Given instruction 1. In the Huawei FTP documentation, why does the connection go to the root endpoint with no actual response expected?

++++ Text excerpt ++++

Huawei FTP¶

TODO @LucasCosta97:

Add a description of the Huawei FTP data importer.
Explain how to use it, including any necessary configurations on the database, smart logger and filezilla server. If your are not able to detail these steps, leave a section with a TODO for me (Bruno) to complete later.

Class Definition¶

`HuaweiFTPDataHandler(data_source_name=None, connection_properties=None, **kwargs)` ¶

Subclass of DataHandler used to interact with Huawei FTP.

It can be initiated with data_source_name or connection_properties attributes (at least one of them must not be None).

The connection is done to the root endpoint of the Huawei FTP (only the host is needed) and we expect no actual response, just that cookie ".ASPXAUTH" is set in the session.

This is done to authenticate the user and set the session for the rest of the requests.

Parameters:

data_source_name ¶
(str | None, default: None ) –

Name of data source as defined in performance_db. If used the connection_properties will be created automatically based on the data source attributes in performance_db. By default None
connection_properties ¶
(HttpConnProperties | None, default: None ) –

If you want to manually connect, provide the connection properties. By default None

Other Parameters:

conn_timeout (int) –

Connection timeout in seconds. By default 30
request_timeout (int) –

Request timeout in seconds. By default 120

Source code in echo_dataimporter/huawei_handler.py

def __init__(
    self,
    data_source_name: str | None = None,
    connection_properties: FtpConnProperties | None = None,
    **kwargs,
) -> None:
    """Constructor of the HuaweiFTPDataHandler class.

++++ Working data ++++

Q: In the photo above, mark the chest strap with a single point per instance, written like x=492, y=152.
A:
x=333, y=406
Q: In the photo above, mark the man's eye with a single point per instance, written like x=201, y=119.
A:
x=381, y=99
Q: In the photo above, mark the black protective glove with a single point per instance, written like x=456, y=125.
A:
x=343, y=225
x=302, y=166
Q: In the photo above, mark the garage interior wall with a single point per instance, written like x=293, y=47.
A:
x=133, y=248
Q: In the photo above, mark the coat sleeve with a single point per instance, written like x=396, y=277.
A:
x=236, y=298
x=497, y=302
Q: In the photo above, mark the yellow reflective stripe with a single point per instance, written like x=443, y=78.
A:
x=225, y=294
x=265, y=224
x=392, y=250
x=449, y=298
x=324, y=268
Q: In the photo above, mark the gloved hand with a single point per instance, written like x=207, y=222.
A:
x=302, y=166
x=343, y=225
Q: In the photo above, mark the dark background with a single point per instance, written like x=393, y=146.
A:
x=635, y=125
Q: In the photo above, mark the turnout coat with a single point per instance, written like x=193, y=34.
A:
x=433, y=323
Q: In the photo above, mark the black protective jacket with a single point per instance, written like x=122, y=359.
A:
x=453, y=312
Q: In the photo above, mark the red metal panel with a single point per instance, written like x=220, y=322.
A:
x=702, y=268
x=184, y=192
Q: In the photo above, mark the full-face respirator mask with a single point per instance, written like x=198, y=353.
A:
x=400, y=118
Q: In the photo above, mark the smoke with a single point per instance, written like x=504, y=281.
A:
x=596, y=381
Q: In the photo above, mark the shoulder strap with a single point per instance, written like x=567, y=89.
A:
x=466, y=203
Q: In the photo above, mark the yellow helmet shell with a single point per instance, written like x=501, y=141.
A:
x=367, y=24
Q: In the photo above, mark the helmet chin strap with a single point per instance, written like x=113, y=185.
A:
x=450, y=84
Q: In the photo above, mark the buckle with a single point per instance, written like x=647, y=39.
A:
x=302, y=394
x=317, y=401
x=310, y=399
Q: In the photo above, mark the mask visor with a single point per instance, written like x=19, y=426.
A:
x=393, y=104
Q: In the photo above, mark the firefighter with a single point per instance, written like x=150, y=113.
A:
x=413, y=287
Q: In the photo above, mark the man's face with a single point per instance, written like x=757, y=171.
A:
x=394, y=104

++++

Given instruction 2. In the records, switch "single point" to "single marker" in the lines from the one with "Q: In the photo above, mark the gloved" up to and including the one with "x=466, y=203", and return only those lines with everything else unchanged.

Solution 1. The connection only authenticates the user and sets up the session for the requests that follow. So no real response is needed, only that the ".ASPXAUTH" cookie gets set in the session.

Solution 2.
Q: In the photo above, mark the gloved hand with a single marker per instance, written like x=207, y=222.
A:
x=302, y=166
x=343, y=225
Q: In the photo above, mark the dark background with a single marker per instance, written like x=393, y=146.
A:
x=635, y=125
Q: In the photo above, mark the turnout coat with a single marker per instance, written like x=193, y=34.
A:
x=433, y=323
Q: In the photo above, mark the black protective jacket with a single marker per instance, written like x=122, y=359.
A:
x=453, y=312
Q: In the photo above, mark the red metal panel with a single marker per instance, written like x=220, y=322.
A:
x=702, y=268
x=184, y=192
Q: In the photo above, mark the full-face respirator mask with a single marker per instance, written like x=198, y=353.
A:
x=400, y=118
Q: In the photo above, mark the smoke with a single marker per instance, written like x=504, y=281.
A:
x=596, y=381
Q: In the photo above, mark the shoulder strap with a single marker per instance, written like x=567, y=89.
A:
x=466, y=203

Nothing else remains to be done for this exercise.